# [Set task]
Report each line from the records below that contains the word "backpack", copying every such line in full.

# [Extracted information]
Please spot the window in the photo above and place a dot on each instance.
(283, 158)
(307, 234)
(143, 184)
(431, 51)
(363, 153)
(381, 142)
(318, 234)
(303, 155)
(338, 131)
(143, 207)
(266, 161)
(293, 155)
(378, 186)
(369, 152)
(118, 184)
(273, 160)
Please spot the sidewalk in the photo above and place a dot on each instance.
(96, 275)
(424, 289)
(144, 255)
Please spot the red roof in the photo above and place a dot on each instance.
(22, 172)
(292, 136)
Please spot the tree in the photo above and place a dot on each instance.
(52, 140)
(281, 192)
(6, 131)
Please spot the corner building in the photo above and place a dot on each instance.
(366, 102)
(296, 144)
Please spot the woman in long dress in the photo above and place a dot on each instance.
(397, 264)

---

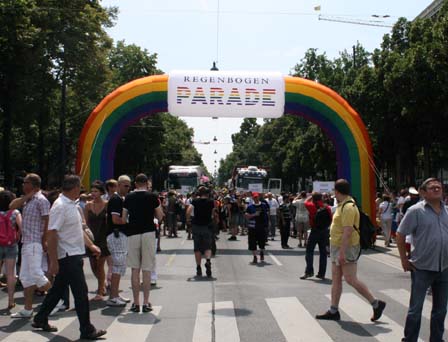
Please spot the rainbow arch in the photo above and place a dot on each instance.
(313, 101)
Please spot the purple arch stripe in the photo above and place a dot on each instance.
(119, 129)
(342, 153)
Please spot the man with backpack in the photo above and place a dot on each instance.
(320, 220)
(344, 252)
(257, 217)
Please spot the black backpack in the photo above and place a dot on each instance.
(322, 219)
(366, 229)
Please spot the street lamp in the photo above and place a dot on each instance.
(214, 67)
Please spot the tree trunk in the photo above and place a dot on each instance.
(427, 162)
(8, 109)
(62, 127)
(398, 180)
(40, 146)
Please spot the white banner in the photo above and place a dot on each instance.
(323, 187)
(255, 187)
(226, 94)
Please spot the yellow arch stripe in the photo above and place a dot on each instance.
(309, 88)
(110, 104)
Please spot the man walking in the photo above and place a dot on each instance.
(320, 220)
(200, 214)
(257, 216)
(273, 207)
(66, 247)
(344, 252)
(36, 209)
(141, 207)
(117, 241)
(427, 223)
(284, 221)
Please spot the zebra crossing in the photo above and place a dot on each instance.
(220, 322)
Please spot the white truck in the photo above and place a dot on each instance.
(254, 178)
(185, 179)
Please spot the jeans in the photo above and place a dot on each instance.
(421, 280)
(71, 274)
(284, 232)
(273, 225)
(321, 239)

# [Exercise output]
Please spot the man with backpack in the photo above and place a dot on each instance.
Please spot the black backpack in the photo above and place a dot on each instance.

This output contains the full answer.